■ Excerpt ■
▼

The Bamital botnet had ensnared millions of PCs in a click-jacking scheme.

Microsoft and Symantec believe they have shut down the so-called Bamital botnet. Experts believe the botnet may have infected as many as 8 million systems and that it earned millions of dollars for its creators.

Ars Technica's Sean Gallagher reported, "A botnet that redirected clicks from millions of PCs has been shut down by Microsoft and Symantec, at least for the moment. Based on the fraudulent traffic generated by the Bamital botnet, the two companies estimate that its operators netted more than $1 million a year by redirecting unsuspecting computer users to websites they didn't intend to go, cashing in on the traffic with online advertising networks."

Alastair Stevenson with V3.co.uk explained, "The Bamital botnet intercepted victims' requests from search engines like Google, Yahoo and Bing and redirected them to a number of malicious websites. 'Bamital is a malware family whose primary purpose is to hijack search engine results. In addition, Bamital generates non-user initiated network traffic, such as visits to websites and clicks on advertisements, with no user interaction,' Symantec reported."

At Krebs on Security, Brian Krebs wrote, "The tech firms said their research shows that in the last two years, more than eight million computers have been attacked by Bamital... According to Microsoft’s lawsuit, Bamital is most often installed via drive-by downloads, which use exploit kits stitched into hacked and malicious Web sites. Microsoft said the bad guys behind the botnet exclusively used the Phoenix Exploit Kit, a malware tool that uses vulnerabilities in Web browsers to silently install malware."

▲

■ Exercise description ■
Carry on the article about the Bamital botnet shutdown from the point where it stops.

■ Dataset content ■

▼

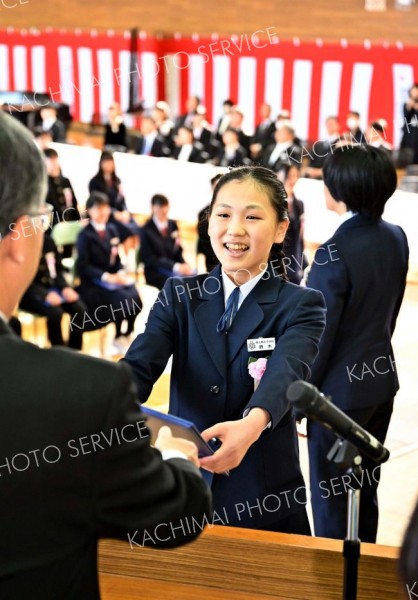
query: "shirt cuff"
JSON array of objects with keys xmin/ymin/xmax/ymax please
[
  {"xmin": 242, "ymin": 406, "xmax": 271, "ymax": 431},
  {"xmin": 161, "ymin": 450, "xmax": 188, "ymax": 460}
]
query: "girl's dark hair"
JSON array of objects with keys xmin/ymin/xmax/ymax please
[
  {"xmin": 208, "ymin": 167, "xmax": 289, "ymax": 279},
  {"xmin": 151, "ymin": 194, "xmax": 169, "ymax": 206},
  {"xmin": 323, "ymin": 146, "xmax": 397, "ymax": 219},
  {"xmin": 276, "ymin": 162, "xmax": 299, "ymax": 182},
  {"xmin": 86, "ymin": 192, "xmax": 110, "ymax": 210}
]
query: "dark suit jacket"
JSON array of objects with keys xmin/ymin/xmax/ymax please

▲

■ Answer for this exercise ■
Jim Finkle with Reuters noted, "Technicians working on behalf of both companies raided data centers in Weehawken, New Jersey, and Manassas, Virginia, on Wednesday, accompanied by U.S. federal marshals, under an order issued by the U.S. District Court in Alexandria, Virginia. They seized control of one server at the New Jersey facility and persuaded the operators of the Virginia data center to take down a server at their parent company in the Netherlands, according to Richard Boscovich, assistant general counsel with Microsoft's Digital Crimes Unit. Boscovich told Reuters that he had 'a high degree of confidence' that the operation had succeeded in bringing down the cyber crime operation, known as the Bamital botnet. 'We think we got everything, but time will tell,' he said."